[PAGE EXTRACT]

This project is developing flexible and adaptive communications and computation systems that adapt easily to user and application requirements, which may not be know at design time, as well as to dynamically changing communication channel conditions.

We have developed a prototype API for an adaptable physical layer in a wireless communication system. The physical layer uses this API to provide information (e.g., power consumption, latency, available bandwidth, and bit error rate of one or more channels) to applications. Applications use the API to request changes in the physical layer (e.g., a lower bit error rate or reduced power consumption). A controller module uses a set of high level rules to determine how best to fulfill such an application request (e.g., by increasing the amount of forward error correction, changing the modulation format, using a different channel, or some combination of these actions).

We have developed physical layer algorithms for digital communication over dynamically changing channels. For transmission, a digital modulation technique, direct waveform synthesis, uses a precomputed table of samples to map discrete data for transmission into segments of a digitally modulated waveform. This technique is twenty times faster than conventional modulation techniques and can be implemented in either hardware or software.

[/PAGE EXTRACT]

WHAT YOU WILL DO:
(A) Do the following statements agree with the adaptive wireless systems description? Answer yes or no for each, and quote the words of the description that decide it.
(i) The physical layer uses the API to give applications information such as the bit error rate of a channel.
(ii) Direct waveform synthesis can be implemented only in hardware.
(iii) Direct waveform synthesis is ten times faster than conventional modulation techniques.
(B) Please carry the adaptive wireless systems description forward, starting after its final sentence.

[SUPPLIED DATA]

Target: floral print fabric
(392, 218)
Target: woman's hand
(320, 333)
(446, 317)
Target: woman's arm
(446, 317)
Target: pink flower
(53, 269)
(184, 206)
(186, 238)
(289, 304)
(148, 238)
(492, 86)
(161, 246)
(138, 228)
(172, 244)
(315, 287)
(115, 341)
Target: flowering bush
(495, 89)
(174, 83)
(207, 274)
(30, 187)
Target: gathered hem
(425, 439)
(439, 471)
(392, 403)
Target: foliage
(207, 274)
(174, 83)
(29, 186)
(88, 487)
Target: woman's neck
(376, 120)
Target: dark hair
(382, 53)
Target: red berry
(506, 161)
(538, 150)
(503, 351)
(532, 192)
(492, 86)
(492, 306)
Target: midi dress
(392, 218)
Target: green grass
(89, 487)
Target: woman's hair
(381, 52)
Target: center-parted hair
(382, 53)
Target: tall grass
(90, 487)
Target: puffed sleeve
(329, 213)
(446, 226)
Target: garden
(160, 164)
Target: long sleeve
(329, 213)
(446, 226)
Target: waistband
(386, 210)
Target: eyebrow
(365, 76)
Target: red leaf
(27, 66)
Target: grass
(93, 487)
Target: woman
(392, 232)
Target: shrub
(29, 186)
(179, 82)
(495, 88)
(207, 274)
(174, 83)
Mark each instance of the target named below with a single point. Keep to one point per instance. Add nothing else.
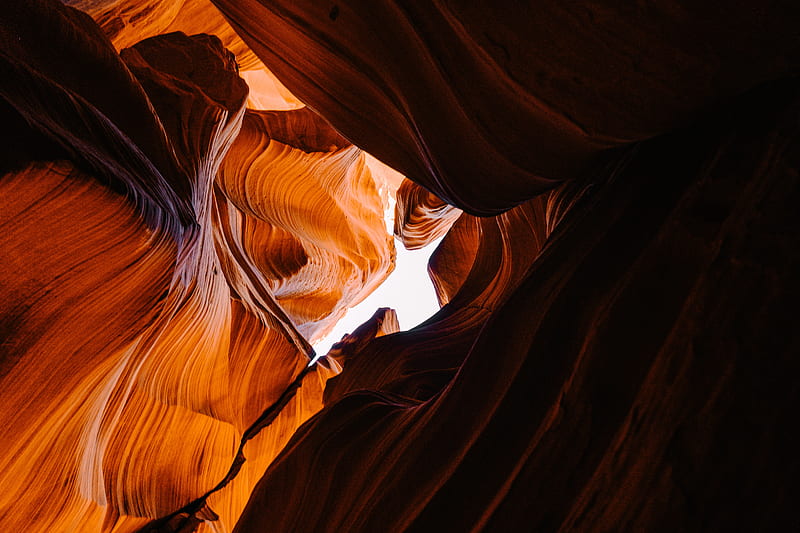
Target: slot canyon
(194, 192)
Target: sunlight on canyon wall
(194, 192)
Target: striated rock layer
(616, 348)
(153, 311)
(638, 375)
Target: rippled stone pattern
(153, 311)
(617, 191)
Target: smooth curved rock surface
(616, 348)
(622, 384)
(148, 326)
(487, 107)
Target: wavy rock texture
(638, 376)
(421, 217)
(487, 107)
(616, 348)
(149, 322)
(126, 22)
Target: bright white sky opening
(408, 290)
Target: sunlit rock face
(166, 266)
(617, 188)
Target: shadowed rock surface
(617, 187)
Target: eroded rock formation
(616, 348)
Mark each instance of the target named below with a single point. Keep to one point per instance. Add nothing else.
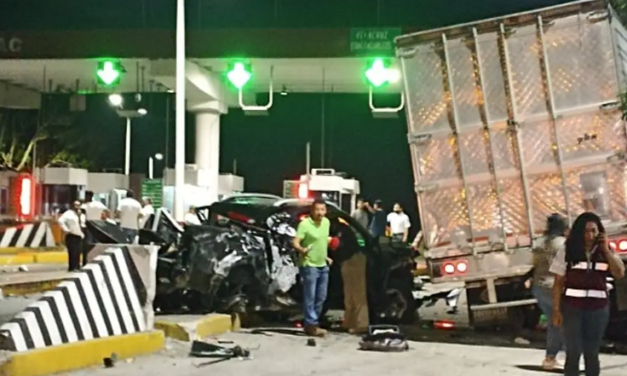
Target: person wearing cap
(542, 284)
(147, 211)
(378, 223)
(399, 224)
(129, 212)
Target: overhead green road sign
(153, 189)
(374, 41)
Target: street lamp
(151, 164)
(179, 164)
(117, 101)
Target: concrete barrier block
(29, 235)
(106, 298)
(78, 355)
(192, 327)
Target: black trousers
(74, 246)
(86, 245)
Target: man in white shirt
(70, 223)
(399, 224)
(129, 212)
(93, 209)
(146, 211)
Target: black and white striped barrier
(30, 235)
(109, 297)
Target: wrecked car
(240, 259)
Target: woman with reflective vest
(580, 296)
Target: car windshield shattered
(240, 259)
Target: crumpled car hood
(211, 252)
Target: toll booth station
(327, 184)
(108, 187)
(197, 189)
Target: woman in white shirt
(70, 222)
(542, 284)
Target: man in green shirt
(311, 242)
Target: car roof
(260, 195)
(301, 202)
(251, 199)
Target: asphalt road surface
(288, 355)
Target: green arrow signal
(108, 74)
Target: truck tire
(400, 299)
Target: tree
(18, 136)
(23, 131)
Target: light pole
(116, 100)
(151, 164)
(179, 135)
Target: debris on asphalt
(521, 341)
(220, 353)
(385, 338)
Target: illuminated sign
(303, 191)
(24, 190)
(10, 45)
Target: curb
(34, 258)
(29, 288)
(83, 354)
(15, 250)
(206, 326)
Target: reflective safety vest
(585, 283)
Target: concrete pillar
(208, 148)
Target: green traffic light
(108, 73)
(239, 76)
(378, 74)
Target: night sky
(268, 149)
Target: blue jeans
(583, 333)
(315, 285)
(554, 339)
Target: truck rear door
(512, 120)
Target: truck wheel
(400, 302)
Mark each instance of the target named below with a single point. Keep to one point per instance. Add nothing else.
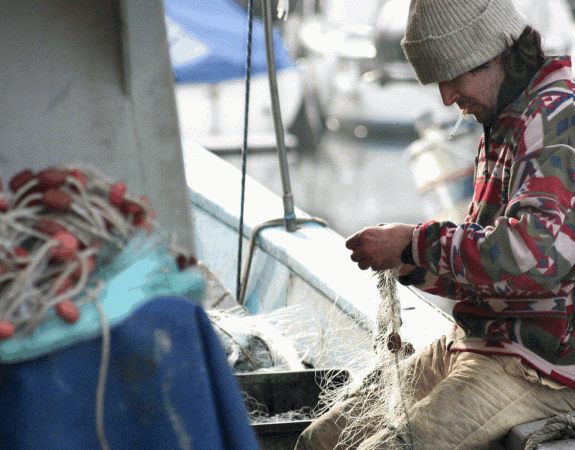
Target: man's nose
(449, 94)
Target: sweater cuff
(415, 278)
(407, 255)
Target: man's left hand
(380, 247)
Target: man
(510, 263)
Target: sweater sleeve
(530, 248)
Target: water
(349, 182)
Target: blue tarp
(208, 41)
(168, 387)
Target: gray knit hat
(445, 38)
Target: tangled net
(382, 391)
(56, 227)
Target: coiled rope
(58, 227)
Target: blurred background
(366, 143)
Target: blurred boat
(208, 46)
(443, 169)
(359, 78)
(358, 75)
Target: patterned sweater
(511, 262)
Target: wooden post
(90, 81)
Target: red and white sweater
(511, 263)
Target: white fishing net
(381, 390)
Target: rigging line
(245, 144)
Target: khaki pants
(464, 401)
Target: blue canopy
(208, 41)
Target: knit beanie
(446, 38)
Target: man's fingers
(352, 242)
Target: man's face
(476, 90)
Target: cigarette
(456, 126)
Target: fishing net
(58, 228)
(381, 390)
(71, 238)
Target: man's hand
(380, 247)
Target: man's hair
(524, 55)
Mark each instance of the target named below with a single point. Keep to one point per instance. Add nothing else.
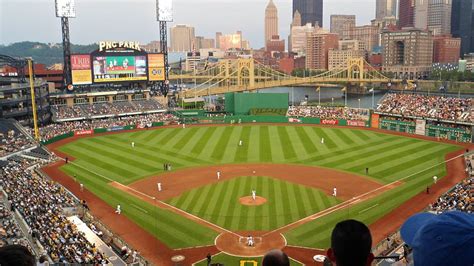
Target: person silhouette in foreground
(276, 257)
(351, 244)
(16, 255)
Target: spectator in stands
(351, 244)
(276, 257)
(444, 239)
(433, 106)
(16, 255)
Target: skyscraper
(385, 8)
(182, 38)
(406, 13)
(317, 49)
(339, 23)
(434, 15)
(311, 11)
(271, 22)
(462, 24)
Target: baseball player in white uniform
(118, 210)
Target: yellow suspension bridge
(248, 74)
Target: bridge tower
(355, 68)
(246, 73)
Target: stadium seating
(85, 111)
(329, 112)
(433, 106)
(12, 139)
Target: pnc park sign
(109, 45)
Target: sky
(135, 20)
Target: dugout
(242, 103)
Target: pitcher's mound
(249, 201)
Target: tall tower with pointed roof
(271, 21)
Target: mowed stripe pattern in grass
(388, 157)
(286, 203)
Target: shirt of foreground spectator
(444, 239)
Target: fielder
(118, 210)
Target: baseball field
(288, 166)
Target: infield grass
(388, 157)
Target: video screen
(119, 68)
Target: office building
(339, 23)
(311, 11)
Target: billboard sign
(420, 128)
(112, 68)
(81, 69)
(164, 10)
(156, 67)
(65, 8)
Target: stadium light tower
(66, 9)
(164, 14)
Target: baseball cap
(444, 239)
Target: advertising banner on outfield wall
(375, 120)
(81, 69)
(355, 123)
(420, 128)
(83, 132)
(329, 122)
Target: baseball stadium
(125, 165)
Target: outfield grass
(235, 261)
(389, 158)
(286, 203)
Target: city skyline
(90, 26)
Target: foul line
(161, 202)
(358, 198)
(141, 209)
(364, 210)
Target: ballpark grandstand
(117, 158)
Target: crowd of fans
(11, 139)
(329, 112)
(459, 198)
(141, 121)
(102, 109)
(40, 202)
(10, 233)
(437, 107)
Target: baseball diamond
(196, 153)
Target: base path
(175, 183)
(159, 254)
(249, 201)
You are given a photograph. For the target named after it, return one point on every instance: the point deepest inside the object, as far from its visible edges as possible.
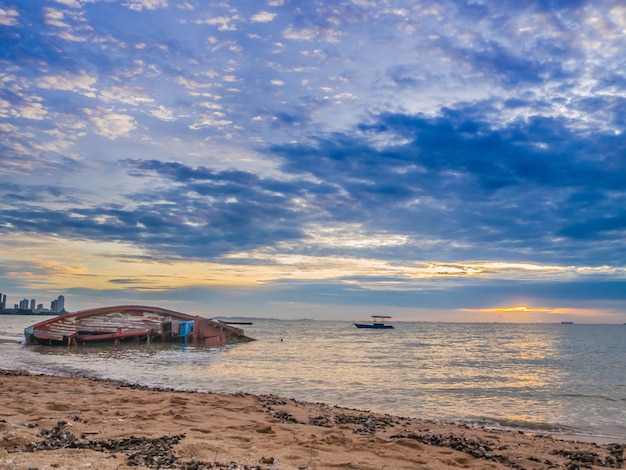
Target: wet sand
(79, 423)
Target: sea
(560, 379)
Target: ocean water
(545, 378)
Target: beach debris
(156, 453)
(479, 449)
(585, 459)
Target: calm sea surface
(568, 379)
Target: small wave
(519, 425)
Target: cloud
(81, 83)
(139, 5)
(110, 124)
(263, 17)
(9, 17)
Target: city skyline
(440, 160)
(30, 304)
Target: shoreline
(215, 430)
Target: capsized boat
(378, 322)
(132, 323)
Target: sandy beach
(72, 423)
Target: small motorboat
(378, 322)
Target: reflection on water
(545, 377)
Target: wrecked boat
(132, 323)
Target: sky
(429, 160)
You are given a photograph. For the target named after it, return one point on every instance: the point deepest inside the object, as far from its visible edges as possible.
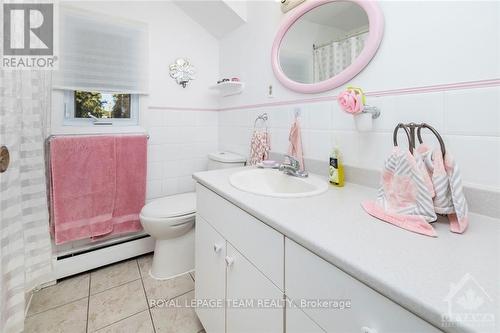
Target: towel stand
(264, 117)
(411, 129)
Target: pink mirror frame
(376, 26)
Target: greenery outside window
(83, 107)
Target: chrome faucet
(292, 168)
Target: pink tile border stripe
(391, 92)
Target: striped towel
(449, 198)
(405, 196)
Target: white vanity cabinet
(239, 261)
(210, 285)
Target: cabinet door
(298, 322)
(247, 291)
(210, 286)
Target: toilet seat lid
(171, 206)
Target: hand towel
(403, 198)
(295, 147)
(83, 186)
(97, 185)
(260, 146)
(449, 198)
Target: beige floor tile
(163, 289)
(145, 263)
(176, 319)
(113, 275)
(71, 317)
(115, 304)
(167, 289)
(65, 291)
(139, 323)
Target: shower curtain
(25, 246)
(334, 57)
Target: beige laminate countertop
(413, 270)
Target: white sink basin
(274, 183)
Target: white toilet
(170, 221)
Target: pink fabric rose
(350, 101)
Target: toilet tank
(224, 160)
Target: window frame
(71, 120)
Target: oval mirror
(324, 44)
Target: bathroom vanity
(320, 264)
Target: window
(94, 107)
(103, 67)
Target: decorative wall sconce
(182, 72)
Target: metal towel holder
(264, 117)
(410, 130)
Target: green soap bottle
(336, 168)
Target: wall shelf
(229, 88)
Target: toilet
(170, 221)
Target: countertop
(413, 270)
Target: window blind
(101, 53)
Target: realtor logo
(28, 35)
(468, 302)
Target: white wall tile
(155, 170)
(317, 144)
(478, 159)
(319, 116)
(279, 140)
(373, 149)
(153, 189)
(179, 118)
(154, 153)
(341, 120)
(170, 186)
(186, 184)
(473, 112)
(348, 143)
(207, 118)
(418, 108)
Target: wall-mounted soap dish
(229, 88)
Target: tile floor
(116, 298)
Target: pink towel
(295, 147)
(404, 198)
(260, 146)
(90, 193)
(131, 157)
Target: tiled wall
(178, 146)
(469, 121)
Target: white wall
(179, 140)
(425, 43)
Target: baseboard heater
(77, 261)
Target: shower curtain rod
(338, 40)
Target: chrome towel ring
(410, 134)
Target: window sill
(76, 130)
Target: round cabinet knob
(229, 261)
(217, 248)
(365, 329)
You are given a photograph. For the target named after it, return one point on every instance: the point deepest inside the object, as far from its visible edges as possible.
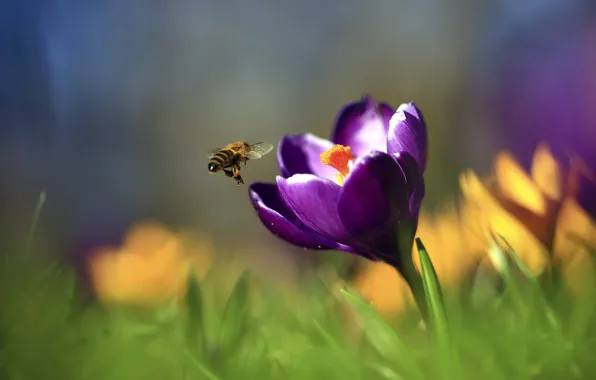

[/SUPPLIED DATA]

ANSWERS IN ORDER:
(A)
(i) Yes: "The physical layer uses this API to provide information (e.g., power consumption, latency, available bandwidth, and bit error rate of one or more channels) to applications."
(ii) No: "can be implemented in either hardware or software."
(iii) No: "This technique is twenty times faster than conventional modulation techniques"

(B)
For reception, we have developed new algorithms for channel separation and detection. Channel separation isolates a desired narrow-band signal from a wideband input signal. Typically, it requires processing proportional to the bandwidth of the input signal. Our approach uses a frequency shifting filter, with processing proportional to the bandwidth of the output signal, and random subsampling of the input signal, with processing proportional to the required output signal quality. Using this approach, wideband receivers can be scaled to wider input bandwidths. Detection recovers the original transmitted data from the channel waveform. Our approach uses a multi-threshold detector that provides a more effective balance between computation and the output confidence levels needed for efficient overall system performance. This detector is five to ten times more efficient than the full matched filter detector, depending on the required output quality and input noise levels.

We will continue work on "radioactive network" protocols, which controllers for adaptable physical layers in a transmitter and receiver can use to negotiate and coordinate the kinds of changes in transmission format.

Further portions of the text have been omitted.